Tipp 1. Change ist keine Reise – es ist „ständig flippen“.

Die am weitesten verbreiteten Metaphern zum Thema Change bedienen sich Bildes der Reise: Vom heutigen Zustand (oft Status Quo genannt) zum beabsichtigten Zustand (auch: Vision). Der Zielzustand wird in dieser Metapher gerne als ein weit entfernter Ort oder als in ferner Zukunft gelegen beschrieben. Häufig auch als ein Nordstern – an den wohl niemals ganz herangereicht werden kann. Wir neigen dazu zu glauben, dass jede „Veränderungsreise“ lang und beschwerlich ist. Dass die Ankunft durch harte Arbeit erkämpft und der Weg gefahrvoll sein wird.

◆ Deine Aufgaben
a) Aktualisiere im Auszug über Change die Passage von „Tipp 1. Change“ bis „gefahrvoll sein wird.“ und ersetze darin „Nordstern“ durch „Leitstern“. Gib die Passage vollständig wieder.
b) Schreibe den Auszug über Change ab seinem letzten Satz weiter.

◆ Bereitgestellte Angaben
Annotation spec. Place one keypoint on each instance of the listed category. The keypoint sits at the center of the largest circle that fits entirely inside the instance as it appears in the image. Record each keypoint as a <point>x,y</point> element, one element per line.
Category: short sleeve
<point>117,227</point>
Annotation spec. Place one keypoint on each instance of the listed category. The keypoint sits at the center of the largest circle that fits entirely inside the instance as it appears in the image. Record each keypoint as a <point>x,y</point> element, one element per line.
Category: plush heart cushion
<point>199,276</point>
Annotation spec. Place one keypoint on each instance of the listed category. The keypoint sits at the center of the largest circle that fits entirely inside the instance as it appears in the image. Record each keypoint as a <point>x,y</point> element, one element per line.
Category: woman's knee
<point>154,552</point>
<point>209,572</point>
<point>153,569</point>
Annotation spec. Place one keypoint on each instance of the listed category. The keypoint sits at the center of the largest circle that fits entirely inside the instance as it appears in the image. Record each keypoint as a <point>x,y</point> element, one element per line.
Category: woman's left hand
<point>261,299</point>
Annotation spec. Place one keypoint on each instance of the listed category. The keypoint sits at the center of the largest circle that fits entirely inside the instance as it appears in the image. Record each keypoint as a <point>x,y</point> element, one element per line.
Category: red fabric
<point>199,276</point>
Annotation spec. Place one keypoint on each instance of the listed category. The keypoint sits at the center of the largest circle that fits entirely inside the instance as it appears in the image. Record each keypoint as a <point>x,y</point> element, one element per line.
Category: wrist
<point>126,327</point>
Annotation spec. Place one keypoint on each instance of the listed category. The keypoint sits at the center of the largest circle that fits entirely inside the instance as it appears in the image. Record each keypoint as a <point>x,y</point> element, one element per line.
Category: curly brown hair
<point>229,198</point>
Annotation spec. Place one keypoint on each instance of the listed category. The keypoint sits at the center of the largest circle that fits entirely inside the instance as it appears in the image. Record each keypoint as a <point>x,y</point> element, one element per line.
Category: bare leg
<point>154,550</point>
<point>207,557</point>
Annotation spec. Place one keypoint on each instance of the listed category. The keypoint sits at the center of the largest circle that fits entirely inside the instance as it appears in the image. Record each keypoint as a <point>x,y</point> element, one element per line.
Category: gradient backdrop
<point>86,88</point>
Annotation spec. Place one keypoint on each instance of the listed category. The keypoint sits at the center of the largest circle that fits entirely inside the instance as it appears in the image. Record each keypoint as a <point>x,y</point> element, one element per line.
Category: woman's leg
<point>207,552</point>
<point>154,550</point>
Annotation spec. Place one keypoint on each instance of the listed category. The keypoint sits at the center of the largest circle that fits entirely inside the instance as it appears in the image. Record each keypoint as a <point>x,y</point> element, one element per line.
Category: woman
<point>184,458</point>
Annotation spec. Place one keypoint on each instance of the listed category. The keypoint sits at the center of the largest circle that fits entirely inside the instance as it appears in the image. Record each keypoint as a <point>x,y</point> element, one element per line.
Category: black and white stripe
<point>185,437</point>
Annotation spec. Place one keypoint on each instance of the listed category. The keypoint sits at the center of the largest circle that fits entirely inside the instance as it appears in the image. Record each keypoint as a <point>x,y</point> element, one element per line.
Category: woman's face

◆ Lösungen zur Übung
a)
Tipp 1. Change ist keine Reise – es ist „ständig flippen“.

Die am weitesten verbreiteten Metaphern zum Thema Change bedienen sich Bildes der Reise: Vom heutigen Zustand (oft Status Quo genannt) zum beabsichtigten Zustand (auch: Vision). Der Zielzustand wird in dieser Metapher gerne als ein weit entfernter Ort oder als in ferner Zukunft gelegen beschrieben. Häufig auch als ein Leitstern – an den wohl niemals ganz herangereicht werden kann. Wir neigen dazu zu glauben, dass jede „Veränderungsreise“ lang und beschwerlich ist. Dass die Ankunft durch harte Arbeit erkämpft und der Weg gefahrvoll sein wird.

b)
Da ist es nur konsequent, dass wir uns mit Blueprints und Change-Landkarten bewaffnet auf die Reise machen. Mit Projektplänen und Gantt-Charts gerüstet brechen wir auf in unbekanntes Terrain, wobei wir ganz sicher sind, dass der Weg schwer und steinig sein wird. Wir beginnen sofort, alle möglichen Arten von Hindernissen vorauszuahnen (die nicht unbedingt existieren, wie wir noch sehen werden). Aber wir sind felsenfest davon überzeugt, dass unsere selbst erfundenen Meilensteine real sind – und werden ganz nervös, wenn diese nicht wie geplant am Horizont auftauchen.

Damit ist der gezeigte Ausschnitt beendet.